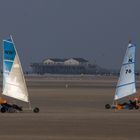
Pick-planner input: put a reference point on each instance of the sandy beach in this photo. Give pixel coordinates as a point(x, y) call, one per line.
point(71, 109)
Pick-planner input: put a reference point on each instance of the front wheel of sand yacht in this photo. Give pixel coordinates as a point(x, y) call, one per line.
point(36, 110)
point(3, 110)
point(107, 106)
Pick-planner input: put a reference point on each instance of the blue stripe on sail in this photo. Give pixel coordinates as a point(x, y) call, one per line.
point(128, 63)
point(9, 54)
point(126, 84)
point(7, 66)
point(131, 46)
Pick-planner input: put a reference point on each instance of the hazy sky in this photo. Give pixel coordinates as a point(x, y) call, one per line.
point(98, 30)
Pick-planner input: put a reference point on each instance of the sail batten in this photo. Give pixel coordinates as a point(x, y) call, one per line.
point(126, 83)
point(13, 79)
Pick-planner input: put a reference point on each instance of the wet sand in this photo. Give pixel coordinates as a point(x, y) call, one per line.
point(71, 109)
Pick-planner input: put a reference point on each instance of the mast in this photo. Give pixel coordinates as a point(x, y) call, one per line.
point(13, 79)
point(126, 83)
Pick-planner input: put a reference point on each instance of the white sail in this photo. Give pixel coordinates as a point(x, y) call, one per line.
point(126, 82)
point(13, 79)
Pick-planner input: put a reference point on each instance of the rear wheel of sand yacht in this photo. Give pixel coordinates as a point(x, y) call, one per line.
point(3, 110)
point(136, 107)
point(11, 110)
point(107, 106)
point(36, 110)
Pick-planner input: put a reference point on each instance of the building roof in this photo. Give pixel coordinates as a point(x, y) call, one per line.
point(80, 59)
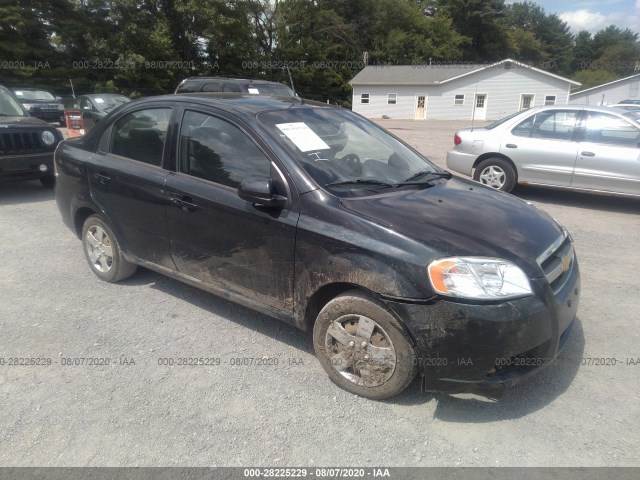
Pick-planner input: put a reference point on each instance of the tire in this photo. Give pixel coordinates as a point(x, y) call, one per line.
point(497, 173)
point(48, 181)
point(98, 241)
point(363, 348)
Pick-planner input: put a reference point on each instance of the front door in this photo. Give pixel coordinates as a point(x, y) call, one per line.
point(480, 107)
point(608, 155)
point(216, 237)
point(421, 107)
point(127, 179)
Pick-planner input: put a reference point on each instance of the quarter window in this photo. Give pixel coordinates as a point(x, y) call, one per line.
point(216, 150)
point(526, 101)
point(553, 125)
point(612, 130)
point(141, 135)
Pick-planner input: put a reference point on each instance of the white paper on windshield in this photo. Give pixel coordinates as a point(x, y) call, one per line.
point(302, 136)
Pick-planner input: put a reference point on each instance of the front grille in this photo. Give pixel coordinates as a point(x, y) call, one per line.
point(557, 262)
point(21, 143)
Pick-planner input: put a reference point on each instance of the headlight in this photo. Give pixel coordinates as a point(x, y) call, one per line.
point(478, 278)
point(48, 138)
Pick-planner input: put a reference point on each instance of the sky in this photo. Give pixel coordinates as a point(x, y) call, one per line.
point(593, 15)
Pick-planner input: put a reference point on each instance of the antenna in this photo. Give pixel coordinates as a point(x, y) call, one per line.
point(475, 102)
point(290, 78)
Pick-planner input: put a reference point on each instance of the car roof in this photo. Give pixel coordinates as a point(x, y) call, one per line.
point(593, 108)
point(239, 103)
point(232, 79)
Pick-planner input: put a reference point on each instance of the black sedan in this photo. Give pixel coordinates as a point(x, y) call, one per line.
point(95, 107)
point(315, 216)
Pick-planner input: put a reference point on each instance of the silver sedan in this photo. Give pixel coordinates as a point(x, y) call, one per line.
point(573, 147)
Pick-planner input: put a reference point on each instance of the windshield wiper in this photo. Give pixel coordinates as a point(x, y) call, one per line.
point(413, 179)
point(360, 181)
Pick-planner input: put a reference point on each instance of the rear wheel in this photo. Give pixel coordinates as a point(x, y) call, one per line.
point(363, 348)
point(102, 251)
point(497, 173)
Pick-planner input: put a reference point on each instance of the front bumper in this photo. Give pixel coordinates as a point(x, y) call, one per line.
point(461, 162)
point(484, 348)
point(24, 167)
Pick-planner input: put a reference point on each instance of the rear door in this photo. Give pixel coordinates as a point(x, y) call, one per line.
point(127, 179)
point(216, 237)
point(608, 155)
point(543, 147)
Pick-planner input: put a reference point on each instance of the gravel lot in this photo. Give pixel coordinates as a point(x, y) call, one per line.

■ Short exercise
Print every one of the records above verbatim, leaving out the pictures.

■ Output below
Pick-planner input: put a reference point on each instance of the sandy beach in this photo. Give pixel coordinates as a point(x, y) call, one per line.
point(71, 109)
Pick-planner input: put a reference point on each instance of the front wheel of sand yacht in this photo. Give pixel coordinates as a point(x, y) call, one per line.
point(36, 110)
point(3, 110)
point(107, 106)
Pick-planner input: put a reference point on each instance of the blue stripe on sail in this photo. Give pixel coordinates as a point(x, y) call, one per line.
point(128, 63)
point(9, 54)
point(126, 84)
point(7, 66)
point(131, 46)
Pick-planner input: put a reference point on each instance of the hazy sky in this photo. Give pixel coordinates as a point(x, y) call, one per line.
point(98, 30)
Pick-planner input: put a reference point on each instance of the sail batten in this photo. Give pixel coordinates as a point(x, y) call, one per line.
point(126, 83)
point(13, 79)
Pick-planner input: put a reference point on each instance of the wet sand in this photo. Give pixel coordinates as a point(x, y) call, one per line.
point(71, 109)
Pick-planner input: put a reference point on each instance of the mast in this photo. Give pixel coordinates as a point(x, y) call, one per line.
point(13, 79)
point(126, 83)
Pick-planner input: put a reference point on each instance of the white sail in this photo. Give pixel coordinates as a point(x, y) call, one per line.
point(126, 82)
point(13, 79)
Pick-planner input: put a reference point on each instance of the rear wheel of sand yacht in this photo. Give pixel coordinates as a point(x, y) call, one per line.
point(3, 110)
point(136, 107)
point(11, 110)
point(107, 106)
point(36, 110)
Pick-planner input: put a reference point on each instance of the building roof in this photo. Give pixel coordinates as a point(x, y) call, one per line.
point(80, 59)
Pick-planner input: put a reference point on each instance of the tire in this photo. Give pixel coordinates as a point(x, y) call, one per line.
point(497, 173)
point(48, 181)
point(98, 241)
point(363, 348)
Pick-planner input: put a reference point on each instance of the front door in this photo. Give pixel coordinates as a point(x, y) call, one per line.
point(480, 107)
point(608, 155)
point(216, 237)
point(421, 107)
point(127, 179)
Pick-planner input: put a reference point on each instance of the quarter window in this photo. Give pixel coordinates as a point(x, y) call, one per line.
point(216, 150)
point(526, 101)
point(553, 125)
point(612, 130)
point(141, 135)
Pick-planner input: put a reference point on each instance of the white paper on windshield in this photo. Give pixel coordinates as a point(x, y) call, one per line.
point(302, 136)
Pick-planner input: put a reference point on each instance of the front grille in this photo. Give pixel coordinates as a point(x, y) call, one per line.
point(557, 262)
point(21, 143)
Pick-planner input: put a reference point on each instance of the headlight in this photo. Give pixel coordinates as a point(x, y) call, one per line.
point(478, 278)
point(48, 138)
Pick-planner input: put a reference point on each instance of the sky in this photo. Give pixel coordinates as a point(x, y) call, one per line.
point(593, 15)
Pick-planner input: put a reference point on each instance of the antenna in this photo. Give pixel coordinates as a point(x, y) call, one per line.
point(475, 102)
point(290, 78)
Pick-planner input: put a reference point on each instance of the car roof in this photo. Give pixel coordinates as a point(x, y) call, one per line.
point(593, 108)
point(239, 103)
point(232, 79)
Pick-planner input: put a reference point on each instance of the black sedan in this photo. Give pixel coordinates as a point(x, y) call, one per line.
point(95, 107)
point(315, 216)
Pick-planner input: put a reference point on each instance of the silver sedan in this photo. Give pixel coordinates as a point(x, y) call, one per line.
point(573, 147)
Pick-planner input: put a reference point on each instance of the windshield wiper in this photo. Give pixel coordinates as a point(x, y) call, one per line.
point(413, 179)
point(360, 181)
Pick-planner input: put a reference point on each instance of the rear wheel in this photo. Give pixel coordinates as a point(x, y) call, one per line.
point(363, 348)
point(102, 251)
point(497, 173)
Pick-planner input: put a reference point on each instance of the front bumper in this photo. Give pixel coordinates as a point(x, y) call, one per line.
point(461, 162)
point(484, 348)
point(24, 167)
Pick-planner input: put a reference point on each instance of the rear door in this photo. Give pixel coordinates as a point(x, y) call, one per line.
point(127, 179)
point(216, 237)
point(608, 155)
point(543, 147)
Pick-planner input: put a reference point on each instance of the gravel lot in this photo. Give pixel coordinates as a point(x, y) call, one per line.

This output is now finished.